In France, authorities say the alleged mastermind behind last week’s Paris attacks has been killed. Abdelhamid Abaaoud, a Belgian national, is said to have died in the police raid on Wednesday on an apartment in the Paris suburb of Saint-Denis. The operation sparked an intense shootout and one other death—a female suicide bomber who detonated an explosive vest. At least seven people were detained. The news comes as Belgian police conduct raids across Brussels in the hunt for Paris attack suspects. Belgium says the raids are targeting people who may be connected to Bilal Hadfi, one of the alleged suicide bombers involved in Friday’s attack on France’s national stadium.
This comes as the French National Assembly has voted to approve President François Hollande’s plan to extend the state of emergency by three months, and to grant Hollande a sweeping expansion of state powers. The measures would include easing police raids without a warrant and allowing the government to strip citizenship from dual passport holders convicted of terrorism. The French Senate is slated to vote Friday.

### INPUT DATA:
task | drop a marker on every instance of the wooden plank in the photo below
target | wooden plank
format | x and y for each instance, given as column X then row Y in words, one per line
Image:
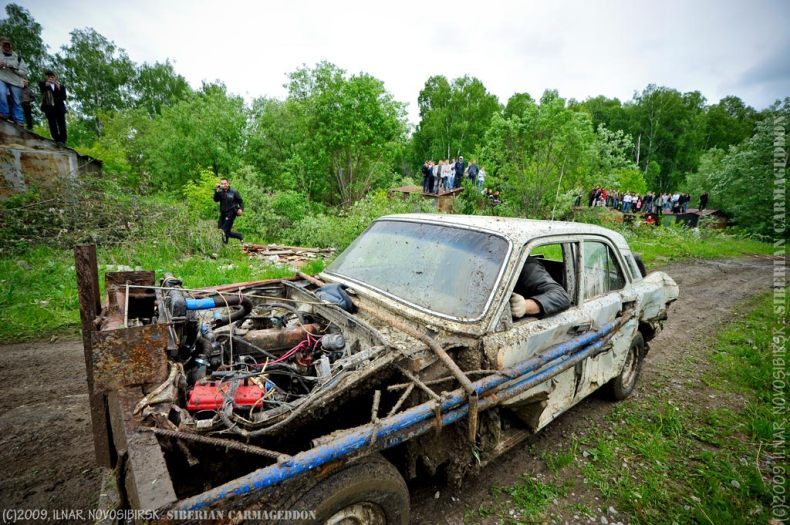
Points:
column 146, row 480
column 88, row 288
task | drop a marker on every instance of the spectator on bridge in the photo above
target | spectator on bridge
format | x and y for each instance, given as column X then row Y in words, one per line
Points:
column 703, row 201
column 53, row 104
column 13, row 78
column 460, row 167
column 473, row 171
column 27, row 102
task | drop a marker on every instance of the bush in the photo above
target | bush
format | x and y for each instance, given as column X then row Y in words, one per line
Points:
column 91, row 209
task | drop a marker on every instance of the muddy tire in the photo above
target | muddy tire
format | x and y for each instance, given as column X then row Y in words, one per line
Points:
column 640, row 264
column 371, row 491
column 621, row 386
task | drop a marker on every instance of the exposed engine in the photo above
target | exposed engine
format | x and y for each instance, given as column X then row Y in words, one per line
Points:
column 251, row 359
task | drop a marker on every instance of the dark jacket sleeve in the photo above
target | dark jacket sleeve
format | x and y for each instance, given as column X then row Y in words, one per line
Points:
column 535, row 283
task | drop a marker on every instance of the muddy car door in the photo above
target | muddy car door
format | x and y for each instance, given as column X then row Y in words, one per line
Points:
column 605, row 290
column 513, row 341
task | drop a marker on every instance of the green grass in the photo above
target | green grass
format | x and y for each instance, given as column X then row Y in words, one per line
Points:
column 667, row 460
column 658, row 245
column 38, row 288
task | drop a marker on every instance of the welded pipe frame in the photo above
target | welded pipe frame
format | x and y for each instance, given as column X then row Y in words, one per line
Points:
column 416, row 420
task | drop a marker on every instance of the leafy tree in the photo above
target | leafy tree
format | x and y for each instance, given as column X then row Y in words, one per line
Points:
column 453, row 117
column 205, row 131
column 353, row 128
column 98, row 75
column 607, row 111
column 547, row 150
column 518, row 103
column 158, row 85
column 741, row 181
column 669, row 127
column 729, row 123
column 276, row 138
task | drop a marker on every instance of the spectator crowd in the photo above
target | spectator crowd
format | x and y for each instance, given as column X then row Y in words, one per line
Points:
column 445, row 175
column 650, row 202
column 16, row 97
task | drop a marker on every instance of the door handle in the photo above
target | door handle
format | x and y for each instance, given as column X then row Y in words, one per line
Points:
column 579, row 328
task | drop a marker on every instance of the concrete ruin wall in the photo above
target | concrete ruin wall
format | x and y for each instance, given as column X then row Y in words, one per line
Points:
column 28, row 160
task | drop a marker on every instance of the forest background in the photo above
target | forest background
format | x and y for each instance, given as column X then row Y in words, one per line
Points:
column 314, row 168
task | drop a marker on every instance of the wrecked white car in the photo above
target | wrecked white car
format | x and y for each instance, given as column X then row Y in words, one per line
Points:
column 322, row 395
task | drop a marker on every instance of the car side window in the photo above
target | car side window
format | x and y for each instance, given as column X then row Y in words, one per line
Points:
column 602, row 273
column 558, row 260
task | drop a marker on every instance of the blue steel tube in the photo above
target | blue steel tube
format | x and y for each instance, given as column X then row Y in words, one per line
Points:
column 413, row 421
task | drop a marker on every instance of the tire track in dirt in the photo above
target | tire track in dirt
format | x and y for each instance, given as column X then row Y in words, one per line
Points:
column 46, row 447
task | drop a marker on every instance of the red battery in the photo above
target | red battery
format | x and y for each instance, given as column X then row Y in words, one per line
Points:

### TASK SET:
A. Using the report on the Paris attacks, explain in one to three sentences why Belgian police are conducting raids across Brussels.
B. In the report on the Paris attacks, where was the apartment that police raided on Wednesday?
C. List every person the report on the Paris attacks mentions by name.

### ANSWERS TO THE TASKS:
A. The raids are part of the hunt for Paris attack suspects. Belgium says they target people who may be connected to Bilal Hadfi, one of the alleged suicide bombers in Friday's attack on France's national stadium.

B. It was in Saint-Denis, a suburb of Paris.

C.
- Abdelhamid Abaaoud
- Bilal Hadfi
- François Hollande